## What you need to do
[A] Please swap "grey" for "gray" in the entries from the line with "bench with a single marker." to the end of the entries, and keep everything else unchanged.
[B] Continue the passage on detecting submillimeter galaxies with SWIRE from the point where it stops.

## Source passage
From an analysis of the SMGs with f_1.2 mm > 2.5 mJy or S_850 μm > 7 mJy (22 `bright SMGs'), we expect the large majority to be detected in at least 2 SWIRE bands. Ten (45%) of these 22 `bright SMGs' are detected above the SWIRE 24 μm ∼5σ–6σ flux density limit (∼250 μJy), 7 of them (32%) are brighter than 400 μJy, 20 (91%) are detected at both 3.6 and 4.5 μm above the SWIRE 5σ limits, 18% are detected at 5.8 μm and 27% at 8.0 μm¹⁹.

The density of bright (f_1.2 mm > 2.5 mJy or S_850 μm > 7 mJy) SMGs is ∼230 per sq. deg. (Voss et al. 2006; Coppin et al. 2006), which means that in ∼50 sq. deg. SWIRE would detect with IRAC about ∼10,000 sources that are typical of those found in submillimeter surveys, and ∼5,000 at 24 μm (>3,000 brighter than 400 μJy), which is 10 times larger than all existing MAMBO-SCUBA surveys put together. Appreciable SWIRE detectability rates are also found for the submillimeter fainter SMGs (3.2 < S_850 μm < 7 mJy): 36% detectable at 24 μm (14% brighter than 400 μJy); 86% at 3.6 and 4.5 μm, 5% at 5.8 μm and 9% at 8 μm, so many thousand more submillimeter fainter SMGs are also to be found among SWIRE sources, including many 24 μm-detected sources. Moreover, Spitzer offers the opportunity to investigate possible selection biases inherent to submillimeter surveys in favor of objects dominated by cool dust.

## Data for the task
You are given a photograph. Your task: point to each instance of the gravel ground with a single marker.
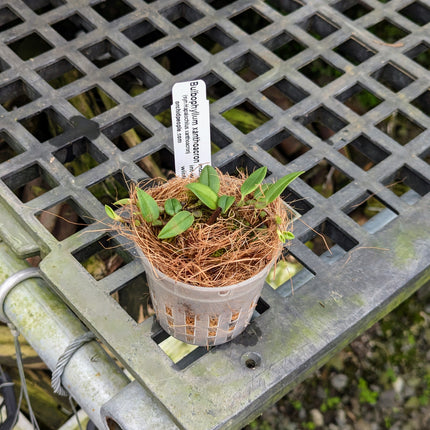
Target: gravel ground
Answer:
(380, 381)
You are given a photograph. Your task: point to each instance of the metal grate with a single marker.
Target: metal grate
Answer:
(297, 66)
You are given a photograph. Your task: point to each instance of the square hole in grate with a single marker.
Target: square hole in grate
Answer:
(181, 14)
(284, 146)
(421, 54)
(250, 20)
(320, 72)
(143, 33)
(299, 204)
(45, 125)
(134, 298)
(3, 65)
(42, 6)
(322, 122)
(242, 163)
(400, 127)
(16, 94)
(328, 241)
(160, 110)
(176, 60)
(9, 147)
(370, 212)
(284, 7)
(387, 31)
(160, 164)
(354, 51)
(100, 102)
(393, 77)
(318, 26)
(359, 99)
(417, 12)
(284, 94)
(60, 74)
(8, 19)
(30, 182)
(64, 219)
(219, 140)
(422, 102)
(363, 152)
(288, 275)
(214, 40)
(112, 9)
(110, 189)
(353, 9)
(245, 117)
(326, 178)
(216, 88)
(135, 81)
(103, 257)
(103, 53)
(248, 66)
(70, 28)
(285, 46)
(409, 185)
(30, 46)
(80, 156)
(126, 133)
(426, 156)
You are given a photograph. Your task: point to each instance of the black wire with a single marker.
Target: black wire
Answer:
(9, 401)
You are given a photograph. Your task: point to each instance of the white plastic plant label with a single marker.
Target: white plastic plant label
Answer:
(191, 128)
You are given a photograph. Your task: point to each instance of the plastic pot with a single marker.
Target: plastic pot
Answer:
(199, 315)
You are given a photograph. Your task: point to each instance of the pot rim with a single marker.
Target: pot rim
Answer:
(162, 275)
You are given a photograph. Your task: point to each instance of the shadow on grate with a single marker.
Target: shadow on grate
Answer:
(328, 241)
(110, 189)
(407, 184)
(64, 219)
(134, 298)
(363, 152)
(16, 94)
(183, 355)
(9, 146)
(326, 178)
(60, 73)
(30, 182)
(284, 146)
(370, 212)
(80, 156)
(400, 127)
(102, 257)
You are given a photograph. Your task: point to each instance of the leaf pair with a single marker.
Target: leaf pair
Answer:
(207, 189)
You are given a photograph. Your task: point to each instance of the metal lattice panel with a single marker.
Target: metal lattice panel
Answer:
(269, 69)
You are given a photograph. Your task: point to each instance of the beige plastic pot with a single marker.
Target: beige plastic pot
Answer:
(203, 316)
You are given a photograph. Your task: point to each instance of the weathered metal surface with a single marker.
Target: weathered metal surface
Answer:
(372, 268)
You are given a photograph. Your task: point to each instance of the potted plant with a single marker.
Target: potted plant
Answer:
(207, 245)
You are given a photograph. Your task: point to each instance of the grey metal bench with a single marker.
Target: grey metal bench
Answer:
(264, 61)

## Task-by-task results
[A]
You are given a photograph. Your task: point to each instance of the gray metal bench with a single marker.
Target: gray metal bench
Answer:
(264, 61)

[B]
The identification of high-z ULIRGs among the large SWIRE population of galaxies is not trivial, however, because they are faint in the optical and their optical–mid-IR SEDs can be similar to those of more quiescent star forming galaxies. Moreover, only long wavelength data (far-IR and mm/submillimeter) and reliable redshifts can confirm the extreme luminosities of the ULIRG candidates, but only 0.4% of the SWIRE population is detected at λ⩾ 70 μm, and most of these ULIRG candidates are at z < 1 or too faint in the optical to be followed-up spectroscopically.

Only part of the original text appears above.